[start]
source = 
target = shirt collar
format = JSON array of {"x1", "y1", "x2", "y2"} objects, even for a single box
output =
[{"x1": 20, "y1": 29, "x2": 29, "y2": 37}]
[end]
#### [What you should do]
Can you return every one of the records above line for line, with nothing altered?

#### [Finished answer]
source = 
target = shirt collar
format = JSON array of {"x1", "y1", "x2", "y2"} objects, even for a single box
output =
[{"x1": 20, "y1": 29, "x2": 29, "y2": 37}]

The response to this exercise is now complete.